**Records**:
============
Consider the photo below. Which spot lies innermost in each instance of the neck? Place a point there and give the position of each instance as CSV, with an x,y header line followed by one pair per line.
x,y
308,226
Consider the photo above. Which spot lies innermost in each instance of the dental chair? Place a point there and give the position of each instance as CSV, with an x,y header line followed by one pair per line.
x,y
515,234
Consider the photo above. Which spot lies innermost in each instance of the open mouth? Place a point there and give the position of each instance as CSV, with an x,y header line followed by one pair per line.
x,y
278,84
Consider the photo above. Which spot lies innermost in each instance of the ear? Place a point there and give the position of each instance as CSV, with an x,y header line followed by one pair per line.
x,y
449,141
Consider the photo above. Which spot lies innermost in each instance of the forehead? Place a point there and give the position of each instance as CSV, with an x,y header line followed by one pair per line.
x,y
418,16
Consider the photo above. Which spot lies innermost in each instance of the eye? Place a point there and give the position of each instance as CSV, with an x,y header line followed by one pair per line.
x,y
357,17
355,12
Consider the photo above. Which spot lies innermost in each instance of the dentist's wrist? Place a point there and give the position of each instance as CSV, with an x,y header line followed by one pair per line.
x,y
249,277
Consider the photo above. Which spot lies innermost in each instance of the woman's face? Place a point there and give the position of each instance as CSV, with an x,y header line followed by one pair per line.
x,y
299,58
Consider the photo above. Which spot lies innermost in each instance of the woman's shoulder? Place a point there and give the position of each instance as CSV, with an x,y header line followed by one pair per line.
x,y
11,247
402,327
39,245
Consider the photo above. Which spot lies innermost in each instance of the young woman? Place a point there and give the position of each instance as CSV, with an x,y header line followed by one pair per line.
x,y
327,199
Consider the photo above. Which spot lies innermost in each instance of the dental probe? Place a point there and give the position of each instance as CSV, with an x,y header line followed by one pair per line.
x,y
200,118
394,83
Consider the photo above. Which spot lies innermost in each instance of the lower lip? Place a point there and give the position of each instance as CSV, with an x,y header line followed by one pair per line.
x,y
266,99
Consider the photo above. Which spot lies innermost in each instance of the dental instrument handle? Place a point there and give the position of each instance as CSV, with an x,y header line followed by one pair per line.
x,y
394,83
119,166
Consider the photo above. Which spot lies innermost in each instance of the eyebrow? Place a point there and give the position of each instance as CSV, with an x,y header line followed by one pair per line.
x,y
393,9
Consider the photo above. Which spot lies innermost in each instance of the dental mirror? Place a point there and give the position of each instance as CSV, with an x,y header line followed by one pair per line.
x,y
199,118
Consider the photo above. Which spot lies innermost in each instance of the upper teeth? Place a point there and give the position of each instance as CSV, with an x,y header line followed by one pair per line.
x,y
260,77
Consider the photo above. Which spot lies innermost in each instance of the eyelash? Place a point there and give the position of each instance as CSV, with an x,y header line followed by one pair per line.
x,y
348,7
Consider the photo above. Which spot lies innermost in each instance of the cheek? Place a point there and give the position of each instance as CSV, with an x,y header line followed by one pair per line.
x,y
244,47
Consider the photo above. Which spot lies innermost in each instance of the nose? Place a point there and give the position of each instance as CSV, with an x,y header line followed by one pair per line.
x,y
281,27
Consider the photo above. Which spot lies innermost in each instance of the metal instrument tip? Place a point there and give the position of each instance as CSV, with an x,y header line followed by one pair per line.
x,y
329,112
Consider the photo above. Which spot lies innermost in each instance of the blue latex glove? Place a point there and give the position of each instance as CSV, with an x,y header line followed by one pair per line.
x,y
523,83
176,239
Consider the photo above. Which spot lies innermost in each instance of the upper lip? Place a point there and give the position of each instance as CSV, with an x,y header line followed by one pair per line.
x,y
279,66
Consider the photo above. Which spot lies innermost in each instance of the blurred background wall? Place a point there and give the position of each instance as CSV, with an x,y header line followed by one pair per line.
============
**TASK PROMPT**:
Reproduce all the items above, replacing every "innermost" with "most central" and leaving the rest unchanged.

**ANSWER BELOW**:
Consider the photo below. Which spot lies most central in each instance of the neck? Place a point there and give the position of each instance as CSV, with an x,y header line followed by one pair per line.
x,y
308,226
Consider the photo above. Which spot lies most central in each instance of the dental chair? Place a point there and give the position of each instance as CSV, with an x,y header line followed by one pair per line.
x,y
515,234
Consider the photo above. Which spot lies most central in each instance of the open mouth? Place a point there and give the position of each instance as CSV, with an x,y header line followed by one pair per line.
x,y
278,84
Consider the photo above. Which spot lies most central in each instance of the ear? Place a point there and give the position of each instance as CSV, with an x,y header line followed by one pair per line.
x,y
449,141
Consider the photo above. Which spot lies most central in each instance of the forehead? Place a point there and give the position of each instance as CSV, with an x,y header line followed by one pair per line.
x,y
418,16
Consider the photo above. Which spot lies most central in each instance of the eye? Place a point there and give the position of each instance as CSV, with an x,y header line followed by one pair per line.
x,y
357,17
355,12
Consider the photo above. Which spot lies most central in each instance of the dentist's wrist? Place a point there and give the position of each instance as CSV, with an x,y header line followed by one pair per line.
x,y
249,277
Consider the photo above. Which spot lies most central in each instance of the woman's face? Place a point there and give the position of each instance as CSV, with an x,y header line followed by one pair per line.
x,y
299,58
Consider the photo above. Which spot lies most central in each instance of the woman's shoulder? Place a point there and give the position of each instance as CSV, with an x,y header line followed by one pair per line.
x,y
11,247
402,327
39,245
Consider the photo above. Which spot lies most central in each instance of the young woman? Place a point there and give the position of each instance as CSV, with an x,y header line followed by one pair per line.
x,y
327,199
Consider the photo above. Which spot lies most central in each instance of the dental probe? Place a point there and give the position of each instance as CSV, with an x,y header line followed by one pair per line.
x,y
200,118
394,83
Consider the photo above. Which spot lies most central in each instance of the lower lip? Place a point there and give the position of each instance as CSV, with an x,y header line followed by one pair per line.
x,y
266,99
Consider the photo above. Which spot lies most central in each instance of the dental instrument handle? Place a point there and give the position of each instance as CSV, with an x,y header line followed by one pair per line.
x,y
394,83
119,166
Consider the photo above. Which spot lies most central in each instance of the eyebrow? Place a point there and give the position of each instance as CSV, with an x,y header line followed by one pair per line.
x,y
393,9
Consider the photo above. Which spot lies most central in each instance of the dental mirror? Place a point there and give the position of each instance as CSV, with an x,y header line followed by one pair per line.
x,y
199,118
Consider the photo above. Which spot lies most central in each instance of the upper teeth? Place a point there and give the position of each instance as CSV, with an x,y header line followed by one pair per line.
x,y
260,77
Consider the photo above. Which spot lies most central in each instance of the eyelash? Place a point there and give the position of each instance as CSV, with an x,y header line followed by one pair per line.
x,y
348,7
Consider the photo above. Which spot lies most central in each instance of the cheek? Place a point there and give the position of each instance as CSV, with an x,y header line followed by one pair per line.
x,y
244,47
Consider the photo above. Which spot lies most central in each instance of the nose? Place a point there and give the position of each instance as CSV, with an x,y header line followed by one pair per line.
x,y
281,27
Consider the photo above. Which spot lies most central in each instance of the metal instrument tip? Place a point there and give the position of each instance as CSV, with an x,y header line followed by one pair per line.
x,y
329,112
Consider the photo above. Which spot lies most central in each instance of the blue latex glove? Place a point there and give the position of each instance as CSV, with an x,y header line followed by one pair per line.
x,y
523,83
176,239
Consider the photo above. Which spot lies most central in each instance of the upper lip? Place a point there and give the position of each instance as CSV, with an x,y header line followed by one pair per line.
x,y
279,66
Consider the photo above. Which spot lies most central in each instance of the blurred background wall? Place a point there and give the position of each instance as CSV, with an x,y header line followed by one pair per line.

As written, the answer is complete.